◆ Consigne écrite A ◆
Recopie le passage du texte sur les Afrikaners qui va de « Carte de l'occupation » à « en langue afrikaner) », en substituant « Métis » à « Coloureds ».
◆ Consigne écrite B ◆
Dresse la liste de toutes les villes nommées dans le texte sur les Afrikaners.
◆ Consigne écrite C ◆
Rédige la suite du texte sur les Afrikaners à partir de l'endroit où il s'arrête.

◆ Texte de lecture ◆
□ □ □ □ □ □ □

LES AFRIKANERS SE REGROUPENT AU CAP

 

Carte assez générale illustrant l'implantation de l'afrikaans,
la langue parlée par les Afrikaners de l'Afrique du Sud et de laNamibie,
soit de façon majoritaire (bleu foncé), soit de façon minoritaire (bleu pâle).
Source: Wikipedia 2023

Carte des densités de population en Afrique du Sud,
toutes ethnies confondues. À noter des concentrations importantes dans la province
du Cap-Occidental (ville du Cap et le territoire rural proche), la province
du Gauteng (grosso modo, la région urbanisée et économiquement importante
qui regroupe le bassin minier du Witwatersrand,
centré sur Johannesbourg, et l'agglomération de Prétoria),
du KwaZulu/Natal (partie sud-est du pays) et de l'aire linguistique xhosa
(au sud-ouest du KwaZulu/Natal),
Source: Wikipedia 2023

Carte remarquablement détaillée de l'occupation des sols par
les principales ethnies présentes en Afrique du Sud. On note, par exemple,
des concentrations zoulous denses au KwaZulu/Natal, ainsi que
dans le sud-est de l'ancien Transvaal. Pour les Boers (Afrikaners),
la seule concentration notable se trouve dans le sud-ouest
de l'ancienne province du Cap, l'actuelle province du Cap-Occidental,
le domaine des Cape Boers. Les Boers vivant dans ce qui était
le Transvaal et l'actuel État d'Orange (Trekboers) sont trop dispersés,
trop urbanisés ou trop peu nombreux pour apparaître
sur cette carte. Source: Wikipedia 2023

Carte de l'occupation des sols par les locuteurs afrikaners,
essentiellement ici des Cape Boers et des Coloureds
(une ethnie née de mélanges anciens entre Néerlandais, Hottentots,
Cape Malays, etc. Source: Wikipedia 2023. Cette fois-ci, toute
l'ancienne province du Cap, immense, se révèle profondément imprégnée
de la culture afrikaner, sauf pour l'agglomération de la ville du Cap,
là où prédomine l'anglais. Les Boers (fermiers, en langue afrikaner)

□ □ □ □ □ □ □

◆ Extraits de données ◆
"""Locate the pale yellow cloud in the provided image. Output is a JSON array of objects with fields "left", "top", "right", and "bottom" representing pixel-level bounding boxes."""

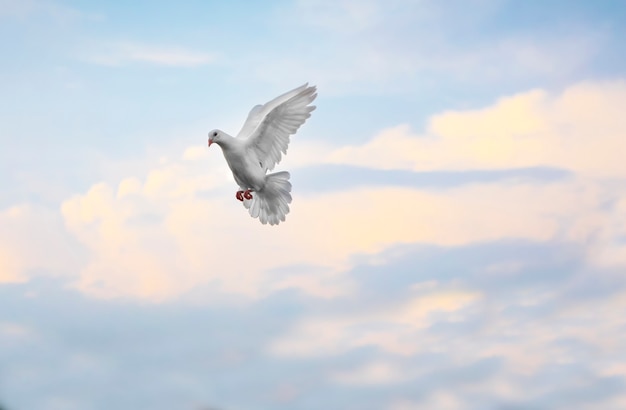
[
  {"left": 326, "top": 81, "right": 626, "bottom": 177},
  {"left": 0, "top": 83, "right": 626, "bottom": 300},
  {"left": 268, "top": 287, "right": 481, "bottom": 358}
]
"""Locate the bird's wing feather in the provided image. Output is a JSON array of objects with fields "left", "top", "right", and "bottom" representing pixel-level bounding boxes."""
[{"left": 237, "top": 83, "right": 317, "bottom": 170}]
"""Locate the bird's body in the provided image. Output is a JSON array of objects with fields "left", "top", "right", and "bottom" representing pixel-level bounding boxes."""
[{"left": 209, "top": 84, "right": 317, "bottom": 225}]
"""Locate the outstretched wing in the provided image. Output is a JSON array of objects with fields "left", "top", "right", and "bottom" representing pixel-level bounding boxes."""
[{"left": 237, "top": 83, "right": 317, "bottom": 170}]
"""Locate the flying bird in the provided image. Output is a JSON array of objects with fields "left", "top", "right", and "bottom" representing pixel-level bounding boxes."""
[{"left": 209, "top": 83, "right": 317, "bottom": 225}]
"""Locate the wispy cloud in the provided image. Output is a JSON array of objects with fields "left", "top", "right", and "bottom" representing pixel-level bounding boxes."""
[{"left": 87, "top": 43, "right": 216, "bottom": 67}]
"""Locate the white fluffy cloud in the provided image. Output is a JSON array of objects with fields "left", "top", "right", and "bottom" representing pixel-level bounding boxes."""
[
  {"left": 328, "top": 82, "right": 626, "bottom": 177},
  {"left": 0, "top": 79, "right": 626, "bottom": 300}
]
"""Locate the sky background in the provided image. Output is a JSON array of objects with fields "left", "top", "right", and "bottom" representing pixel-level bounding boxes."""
[{"left": 0, "top": 0, "right": 626, "bottom": 410}]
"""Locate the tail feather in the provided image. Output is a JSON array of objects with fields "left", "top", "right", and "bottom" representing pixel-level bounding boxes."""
[{"left": 243, "top": 171, "right": 291, "bottom": 225}]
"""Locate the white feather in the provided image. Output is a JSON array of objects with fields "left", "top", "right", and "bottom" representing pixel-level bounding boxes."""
[{"left": 209, "top": 84, "right": 317, "bottom": 225}]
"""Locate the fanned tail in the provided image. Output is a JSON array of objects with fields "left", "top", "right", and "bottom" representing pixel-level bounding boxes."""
[{"left": 243, "top": 171, "right": 291, "bottom": 225}]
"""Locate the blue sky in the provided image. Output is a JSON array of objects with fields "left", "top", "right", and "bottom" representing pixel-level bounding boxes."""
[{"left": 0, "top": 0, "right": 626, "bottom": 410}]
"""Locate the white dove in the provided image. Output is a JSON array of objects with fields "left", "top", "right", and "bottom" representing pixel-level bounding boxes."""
[{"left": 209, "top": 83, "right": 317, "bottom": 225}]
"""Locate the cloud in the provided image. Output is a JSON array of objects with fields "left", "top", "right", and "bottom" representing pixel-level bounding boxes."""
[
  {"left": 88, "top": 43, "right": 216, "bottom": 67},
  {"left": 327, "top": 81, "right": 626, "bottom": 177},
  {"left": 2, "top": 79, "right": 626, "bottom": 301}
]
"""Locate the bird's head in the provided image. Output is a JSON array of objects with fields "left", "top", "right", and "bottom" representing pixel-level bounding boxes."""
[{"left": 209, "top": 130, "right": 222, "bottom": 147}]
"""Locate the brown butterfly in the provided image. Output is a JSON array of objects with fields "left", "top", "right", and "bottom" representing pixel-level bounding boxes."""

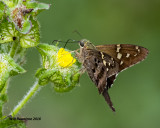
[{"left": 76, "top": 39, "right": 148, "bottom": 111}]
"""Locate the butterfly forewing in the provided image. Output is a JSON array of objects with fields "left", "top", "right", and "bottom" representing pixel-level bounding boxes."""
[
  {"left": 77, "top": 39, "right": 148, "bottom": 111},
  {"left": 96, "top": 44, "right": 148, "bottom": 72}
]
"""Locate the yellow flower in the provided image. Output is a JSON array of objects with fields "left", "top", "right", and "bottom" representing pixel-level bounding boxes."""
[{"left": 57, "top": 48, "right": 76, "bottom": 68}]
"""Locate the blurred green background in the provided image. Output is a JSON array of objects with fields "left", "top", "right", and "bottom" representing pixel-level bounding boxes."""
[{"left": 5, "top": 0, "right": 160, "bottom": 128}]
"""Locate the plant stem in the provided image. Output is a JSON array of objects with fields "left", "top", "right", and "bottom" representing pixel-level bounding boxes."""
[
  {"left": 9, "top": 41, "right": 18, "bottom": 58},
  {"left": 10, "top": 81, "right": 40, "bottom": 117}
]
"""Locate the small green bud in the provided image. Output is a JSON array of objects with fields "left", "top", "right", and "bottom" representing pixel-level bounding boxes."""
[
  {"left": 0, "top": 54, "right": 25, "bottom": 92},
  {"left": 36, "top": 44, "right": 81, "bottom": 92},
  {"left": 0, "top": 116, "right": 26, "bottom": 128}
]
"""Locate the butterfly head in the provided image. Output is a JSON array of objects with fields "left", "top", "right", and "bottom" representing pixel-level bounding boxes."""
[{"left": 79, "top": 39, "right": 95, "bottom": 49}]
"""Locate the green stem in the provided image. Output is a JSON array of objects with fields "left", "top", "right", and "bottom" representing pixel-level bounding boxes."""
[
  {"left": 0, "top": 82, "right": 8, "bottom": 118},
  {"left": 9, "top": 41, "right": 18, "bottom": 58},
  {"left": 10, "top": 81, "right": 40, "bottom": 117}
]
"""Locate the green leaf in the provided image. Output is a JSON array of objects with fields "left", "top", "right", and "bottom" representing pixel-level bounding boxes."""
[
  {"left": 36, "top": 44, "right": 81, "bottom": 92},
  {"left": 0, "top": 1, "right": 5, "bottom": 22},
  {"left": 20, "top": 18, "right": 40, "bottom": 48},
  {"left": 0, "top": 54, "right": 25, "bottom": 92},
  {"left": 26, "top": 2, "right": 50, "bottom": 14},
  {"left": 0, "top": 18, "right": 18, "bottom": 43},
  {"left": 0, "top": 116, "right": 26, "bottom": 128}
]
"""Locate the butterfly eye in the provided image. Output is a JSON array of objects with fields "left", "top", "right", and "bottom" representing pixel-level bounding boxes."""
[{"left": 79, "top": 41, "right": 84, "bottom": 47}]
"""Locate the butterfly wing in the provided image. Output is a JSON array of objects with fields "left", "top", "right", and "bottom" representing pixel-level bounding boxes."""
[
  {"left": 83, "top": 49, "right": 119, "bottom": 111},
  {"left": 96, "top": 44, "right": 148, "bottom": 72}
]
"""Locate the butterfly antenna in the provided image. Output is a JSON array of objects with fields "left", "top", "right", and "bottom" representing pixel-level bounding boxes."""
[{"left": 64, "top": 39, "right": 77, "bottom": 48}]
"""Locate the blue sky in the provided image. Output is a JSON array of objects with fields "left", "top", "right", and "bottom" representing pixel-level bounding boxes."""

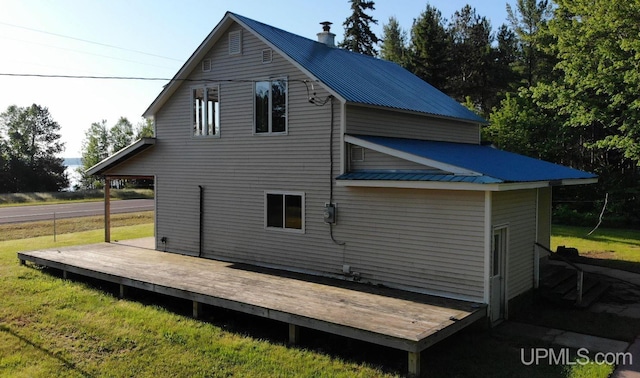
[{"left": 0, "top": 0, "right": 514, "bottom": 157}]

□ □ □ □ □ □ □

◆ Réponse A ◆
Carte de l'occupation des sols par les locuteurs afrikaners,
essentiellement ici des Cape Boers et des Métis
(une ethnie née de mélanges anciens entre Néerlandais, Hottentots,
Cape Malays, etc. Source: Wikipedia 2023. Cette fois-ci, toute
l'ancienne province du Cap, immense, se révèle profondément imprégnée
de la culture afrikaner, sauf pour l'agglomération de la ville du Cap,
là où prédomine l'anglais. Les Boers (fermiers, en langue afrikaner)

◆ Réponse B ◆
- Le Cap
- Johannesbourg
- Prétoria

◆ Réponse C ◆
sont propriétaires des espaces cultivés (écoumène) de la majeure partie
de l'ancienne province du Cap, mais aussi dans une partie de
l'ancienne Orange Free State, ainsi que dans des endroits assez  isolés
représentant l'espace occupé par les descendants des Trek Boers.
Les descendants des anciens colons britanniques, eux,
sont nombreux au Cap, dans l'est de la vieille province du Cap,
dans le KwaZulu/Natal et dans la région urbaine
du Witwatersrand (Gauteng). On se souviendra qu'Elon Musk,
par exemple, est originaire de Prétoria, dans ce secteur. Source: Wikipedia 2023

Carte des concentrations de locuteurs afrikaners. On note
la présence actuelle de deux grands pôles:
le Cap-Occidental pour les Cape Boers, 
le Gauteng pour les Trek Boers. 
Source: Wikipedia 2023


D'une façon assez générale, il semble que l'on soit témoin, depuis quelques années, d'un recentrage de la population de langue afrikaner, descendants des Boers, effaçant l'héritage du Grand Trek et menant à un regroupement des Afrikaners dans l'ancienne province du Cap, soit dans la partie ouest de l'Afrique du Sud.

Pour mémoire, rappelons que les Afrikaners, autrefois connu sous le nom de Boers (les Cape Boers pour ceux vivant au Cap ou les Trek Boers pour ceux ayant participé au Grand Trek du XIXe siècle, sont issus des colons néerlandais établis au Cap depuis le XVIIe siècle (1652: arrivée des Néerlandais et fondation du Cap). Ces colons se sont progressivement mélangés à d'autres groupes ethniques (Hottentots, Cape Malays, Huguenots francophones, Allemands, etc.), créant par le fait même un tout nouveau peuple ayant une langue de plus en plus distincte du néerlandais, soit l'afrikaner.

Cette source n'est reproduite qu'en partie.